Data items
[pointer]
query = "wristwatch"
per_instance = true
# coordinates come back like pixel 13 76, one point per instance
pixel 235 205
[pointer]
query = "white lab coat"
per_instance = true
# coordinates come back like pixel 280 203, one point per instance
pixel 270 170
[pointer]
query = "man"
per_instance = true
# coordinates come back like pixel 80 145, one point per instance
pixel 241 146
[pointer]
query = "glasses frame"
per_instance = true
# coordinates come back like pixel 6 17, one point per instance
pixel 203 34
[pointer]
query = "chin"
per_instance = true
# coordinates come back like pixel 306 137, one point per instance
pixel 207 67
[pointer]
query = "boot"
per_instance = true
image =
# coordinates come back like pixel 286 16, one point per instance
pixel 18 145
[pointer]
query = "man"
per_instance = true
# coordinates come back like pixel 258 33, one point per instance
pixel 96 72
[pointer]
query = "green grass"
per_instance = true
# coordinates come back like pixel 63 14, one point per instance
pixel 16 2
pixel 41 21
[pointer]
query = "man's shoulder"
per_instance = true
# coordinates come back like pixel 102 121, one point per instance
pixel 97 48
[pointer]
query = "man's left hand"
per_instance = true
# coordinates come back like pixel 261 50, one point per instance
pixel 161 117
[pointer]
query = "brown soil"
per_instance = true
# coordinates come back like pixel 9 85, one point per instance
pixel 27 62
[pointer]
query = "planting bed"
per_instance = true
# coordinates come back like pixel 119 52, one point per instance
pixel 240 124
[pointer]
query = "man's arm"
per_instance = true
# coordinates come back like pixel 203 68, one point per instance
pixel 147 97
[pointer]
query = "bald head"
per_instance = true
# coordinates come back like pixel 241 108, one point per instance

_WHAT YOU HAVE TO DO_
Copy out all of the material again, switching each "query" to "prompt". Leave everything else unchanged.

_SOLUTION FOR THIS TASK_
[pointer]
prompt = "wristwatch"
per_instance = true
# coordinates come back like pixel 13 76, one point per instance
pixel 235 205
[pointer]
prompt = "white lab coat"
per_instance = true
# coordinates come back like pixel 280 203, one point per instance
pixel 270 170
[pointer]
prompt = "man"
per_instance = true
# coordinates come back like pixel 80 145, one point per instance
pixel 241 146
[pointer]
prompt = "glasses frame"
per_instance = true
# coordinates come back like pixel 6 17, one point per instance
pixel 203 34
[pointer]
prompt = "chin"
per_instance = true
# coordinates come back like pixel 306 137, one point per instance
pixel 207 67
[pointer]
prompt = "boot"
per_instance = true
image =
# coordinates come back like pixel 286 16, one point per instance
pixel 18 145
[pointer]
prompt = "man"
per_instance = true
# coordinates come back like pixel 258 33, one point per instance
pixel 96 72
[pointer]
prompt = "green grass"
per_instance = true
# coordinates come back like pixel 63 14, one point per instance
pixel 16 2
pixel 41 21
[pointer]
prompt = "man's shoulder"
per_instance = true
# coordinates come back like pixel 102 121, one point per instance
pixel 97 48
[pointer]
prompt = "man's left hand"
per_instance = true
# coordinates come back like pixel 261 50, one point per instance
pixel 161 117
[pointer]
prompt = "brown soil"
per_instance = true
# coordinates come back like pixel 9 85, one point per instance
pixel 27 62
[pointer]
prompt = "planting bed"
per_instance = true
# coordinates come back like pixel 119 52, one point per instance
pixel 240 124
[pointer]
prompt = "man's arm"
per_instance = true
# coordinates come back like pixel 203 68, one point per instance
pixel 147 97
[pointer]
prompt = "bald head"
per_instance = true
# coordinates come back like pixel 241 108, one point per instance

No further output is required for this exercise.